READING TEXT:

Now, I think Vidu is absolutely right to argue the traditional language is more helpful (necessary even), than Stott’s formulation. But it appears that without using the language of the tradition, Stott was nonetheless trying to affirm the heart of its teaching in this regard. God must present himself, his acts, his intentions in history in ways that are accommodated to our finite and situated being in such a way that we can best understand them. And this may involve apparent tension, paradox, and difficulty—but we must take care not to collapse it too quickly or write off some of the material. We must affirm both the “kindness and severity of God” without imagining that in God’s eternal being they are different realities, or that God must choose between different aspects of himself.

I guess what I’m saying is that I think Stott picked a fight with Forsyth (and the tradition) that he didn’t need to, since I’m fairly sure Forsyth would agree there’s a duality or strife in the historical presentation of God’s attributes despite the actual inner unity. But also, just for that reason, those more classically-inclined might ease their worries about Stott on this point.

Young Guns, Fathers, and Grandfathers

With that discussion in view, I’d like to turn to the issue of engaging our theological fathers and mothers.

Christopher Cleveland had an insightful article over at Mere Orthodoxy on the Trinity debate that frames the problem historically. Without summarizing the whole thing, he calls attention to the way an earlier generation of conservative, evangelical scholars were often trained by critical scholars who rejected the tradition, so they were less conversant and concerned with it. Instead, these Evangelical scholars focused on Biblical studies, exegesis, defending Scripture and basic orthodoxy against critical scholars, but in ways that tweaked some traditional doctrines in the process (e.g. upholding the Trinity, but using Eternal Subordination to distinguish the persons instead of traditional doctrines like Eternal Generation).

Well, along comes a younger generation of theological students are being trained in a way that is more familiar (and sympathetic) to the classical categories and modes of theology developed in the Patristic, Medieval, and Reformed Orthodox periods (think the post-Muller Renaissance for scholastics). As they take advantage of the retrieval and ressourcement movements afoot, they take a look at some of their Evangelical “fathers” and find themselves frustrated at hasty dismissals of the tradition, or cringing at some of the newer formulations. They then begin engage in their “corrective”, or restorative project.

In which case, you end up having what looks like a bunch of young guns correcting respected, theological “fathers” on behalf of their “grandfathers.”

Since these sorts of debates and arguments seem increasingly inevitable, what ought we do? How should we proceed?

  1. Resist Name-Making Pride

Thinking of myself first, I think it’s important to simply sit with the fact that for many of us youngsters there is a deep temptation to prove and make a name for yourself early on. Whether or not you’re right on an issue, it is easy to give in to the urge to write that takedown demonstrating your knowledge, your exegetical skill, your mastery of the most recent studies which overturn the scholarship the prior generation was dependent on. But this is not honoring to God since it proceeds, not from a faith that wants to see the truth made known, but an insecurity that needs our name to be known.

TASK INSTRUCTIONS:
a: Decide whether each statement below agrees with the text on Stott and the tradition, answering yes or no and quoting the words of the text that settle it. (i) Stott used the language of the tradition. (ii) An earlier generation of evangelical scholars were often trained by critical scholars who rejected the tradition. (iii) Christopher Cleveland's article appeared at Mere Orthodoxy.
b: Quote the text on Stott and the tradition from "Well, along comes" to "or restorative project.".

LISTED RECORDS:
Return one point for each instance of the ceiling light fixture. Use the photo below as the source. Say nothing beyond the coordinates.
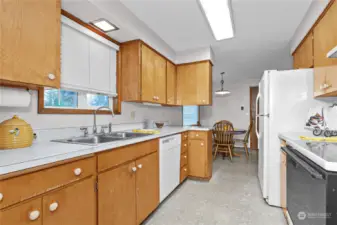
(104, 25)
(222, 92)
(219, 17)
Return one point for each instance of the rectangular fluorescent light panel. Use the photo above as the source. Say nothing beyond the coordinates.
(219, 17)
(104, 25)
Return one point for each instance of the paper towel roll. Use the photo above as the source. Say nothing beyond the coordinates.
(14, 97)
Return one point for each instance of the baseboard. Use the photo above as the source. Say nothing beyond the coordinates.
(287, 216)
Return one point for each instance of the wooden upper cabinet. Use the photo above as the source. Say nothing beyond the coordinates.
(143, 72)
(75, 204)
(194, 83)
(148, 75)
(160, 79)
(200, 156)
(30, 42)
(325, 37)
(117, 196)
(171, 81)
(147, 186)
(304, 55)
(29, 213)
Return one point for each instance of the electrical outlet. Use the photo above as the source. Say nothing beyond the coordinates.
(133, 115)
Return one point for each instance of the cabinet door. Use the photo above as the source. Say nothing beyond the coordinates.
(30, 42)
(117, 196)
(197, 158)
(75, 204)
(75, 63)
(147, 186)
(28, 213)
(186, 85)
(304, 57)
(99, 66)
(160, 79)
(148, 74)
(325, 37)
(203, 79)
(171, 73)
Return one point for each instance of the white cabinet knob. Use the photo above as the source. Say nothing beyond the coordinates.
(34, 215)
(51, 76)
(77, 171)
(53, 207)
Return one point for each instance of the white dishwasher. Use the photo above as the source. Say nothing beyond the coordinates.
(169, 164)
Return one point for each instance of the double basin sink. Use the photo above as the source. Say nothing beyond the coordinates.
(97, 139)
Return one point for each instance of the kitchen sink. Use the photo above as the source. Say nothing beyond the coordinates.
(101, 138)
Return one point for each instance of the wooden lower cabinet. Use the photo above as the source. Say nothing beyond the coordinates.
(147, 186)
(29, 213)
(75, 204)
(117, 196)
(129, 193)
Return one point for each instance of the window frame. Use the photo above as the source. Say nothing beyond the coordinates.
(182, 115)
(117, 101)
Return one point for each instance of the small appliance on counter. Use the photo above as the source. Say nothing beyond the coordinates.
(15, 133)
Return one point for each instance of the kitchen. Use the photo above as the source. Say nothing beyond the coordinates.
(104, 76)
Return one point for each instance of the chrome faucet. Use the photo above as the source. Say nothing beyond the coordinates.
(95, 112)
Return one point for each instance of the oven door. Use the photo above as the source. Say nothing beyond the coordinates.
(306, 191)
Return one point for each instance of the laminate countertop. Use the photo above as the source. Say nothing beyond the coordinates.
(322, 153)
(43, 153)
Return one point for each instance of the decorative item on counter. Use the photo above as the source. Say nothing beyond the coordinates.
(146, 131)
(319, 139)
(317, 122)
(159, 124)
(15, 133)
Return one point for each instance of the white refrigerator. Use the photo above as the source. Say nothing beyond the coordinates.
(282, 105)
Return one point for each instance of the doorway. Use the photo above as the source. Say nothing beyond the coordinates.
(253, 138)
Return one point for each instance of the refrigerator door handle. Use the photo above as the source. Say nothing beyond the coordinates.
(257, 115)
(266, 115)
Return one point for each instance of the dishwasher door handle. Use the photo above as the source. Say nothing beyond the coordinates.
(313, 173)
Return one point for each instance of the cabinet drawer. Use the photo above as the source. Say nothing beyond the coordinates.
(184, 146)
(26, 186)
(183, 173)
(184, 136)
(121, 155)
(29, 213)
(197, 135)
(183, 159)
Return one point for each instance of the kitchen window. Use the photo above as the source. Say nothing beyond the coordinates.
(61, 101)
(58, 98)
(191, 115)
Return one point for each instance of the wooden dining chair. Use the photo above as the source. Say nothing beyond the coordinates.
(224, 142)
(244, 141)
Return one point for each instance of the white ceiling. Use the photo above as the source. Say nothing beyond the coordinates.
(258, 23)
(263, 30)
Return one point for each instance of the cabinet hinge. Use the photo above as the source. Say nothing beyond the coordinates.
(96, 186)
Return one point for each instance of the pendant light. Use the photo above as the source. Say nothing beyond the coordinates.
(222, 92)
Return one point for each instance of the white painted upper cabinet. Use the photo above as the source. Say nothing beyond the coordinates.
(88, 61)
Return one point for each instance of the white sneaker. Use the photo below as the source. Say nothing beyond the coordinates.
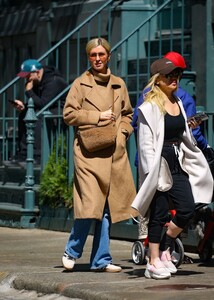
(68, 262)
(157, 271)
(112, 268)
(166, 259)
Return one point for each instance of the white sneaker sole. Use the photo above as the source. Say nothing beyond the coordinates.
(151, 275)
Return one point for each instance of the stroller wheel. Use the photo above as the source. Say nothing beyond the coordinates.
(138, 253)
(178, 253)
(206, 254)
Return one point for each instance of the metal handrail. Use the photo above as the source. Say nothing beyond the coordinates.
(62, 41)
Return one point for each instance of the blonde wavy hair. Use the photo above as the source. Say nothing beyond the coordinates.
(97, 42)
(154, 93)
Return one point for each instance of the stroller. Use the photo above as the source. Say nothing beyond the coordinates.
(204, 221)
(140, 249)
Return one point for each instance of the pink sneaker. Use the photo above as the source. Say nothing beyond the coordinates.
(157, 271)
(166, 259)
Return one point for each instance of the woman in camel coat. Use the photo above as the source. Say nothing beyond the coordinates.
(103, 184)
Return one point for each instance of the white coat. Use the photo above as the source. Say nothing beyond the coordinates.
(150, 144)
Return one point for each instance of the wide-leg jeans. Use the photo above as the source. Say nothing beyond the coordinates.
(100, 255)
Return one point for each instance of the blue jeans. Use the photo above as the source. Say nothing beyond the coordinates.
(100, 255)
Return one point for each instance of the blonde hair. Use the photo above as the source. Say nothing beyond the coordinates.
(154, 93)
(97, 42)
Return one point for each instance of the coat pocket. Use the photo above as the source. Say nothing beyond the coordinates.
(165, 180)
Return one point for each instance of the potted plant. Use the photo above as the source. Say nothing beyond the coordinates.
(55, 192)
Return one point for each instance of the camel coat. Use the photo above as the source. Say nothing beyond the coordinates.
(105, 174)
(192, 160)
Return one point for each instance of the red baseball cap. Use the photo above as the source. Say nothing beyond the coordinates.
(176, 58)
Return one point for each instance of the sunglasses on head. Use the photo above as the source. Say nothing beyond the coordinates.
(174, 74)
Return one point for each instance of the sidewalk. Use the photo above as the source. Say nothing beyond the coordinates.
(31, 260)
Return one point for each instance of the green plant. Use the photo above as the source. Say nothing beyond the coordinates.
(55, 191)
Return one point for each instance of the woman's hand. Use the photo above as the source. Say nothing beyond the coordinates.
(19, 105)
(107, 115)
(192, 123)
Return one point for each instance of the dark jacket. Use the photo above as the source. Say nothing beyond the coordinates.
(49, 87)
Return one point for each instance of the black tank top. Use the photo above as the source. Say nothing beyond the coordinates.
(174, 127)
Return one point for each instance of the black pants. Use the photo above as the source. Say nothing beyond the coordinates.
(180, 195)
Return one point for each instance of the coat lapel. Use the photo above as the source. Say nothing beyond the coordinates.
(92, 95)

SOLUTION LIST:
a:
(i) No: "without using the language of the tradition, Stott was nonetheless trying to affirm the heart of its teaching in this regard"
(ii) Yes: "an earlier generation of conservative, evangelical scholars were often trained by critical scholars who rejected the tradition"
(iii) Yes: "Christopher Cleveland had an insightful article over at Mere Orthodoxy"

b:
Well, along comes a younger generation of theological students are being trained in a way that is more familiar (and sympathetic) to the classical categories and modes of theology developed in the Patristic, Medieval, and Reformed Orthodox periods (think the post-Muller Renaissance for scholastics). As they take advantage of the retrieval and ressourcement movements afoot, they take a look at some of their Evangelical “fathers” and find themselves frustrated at hasty dismissals of the tradition, or cringing at some of the newer formulations. They then begin engage in their “corrective”, or restorative project.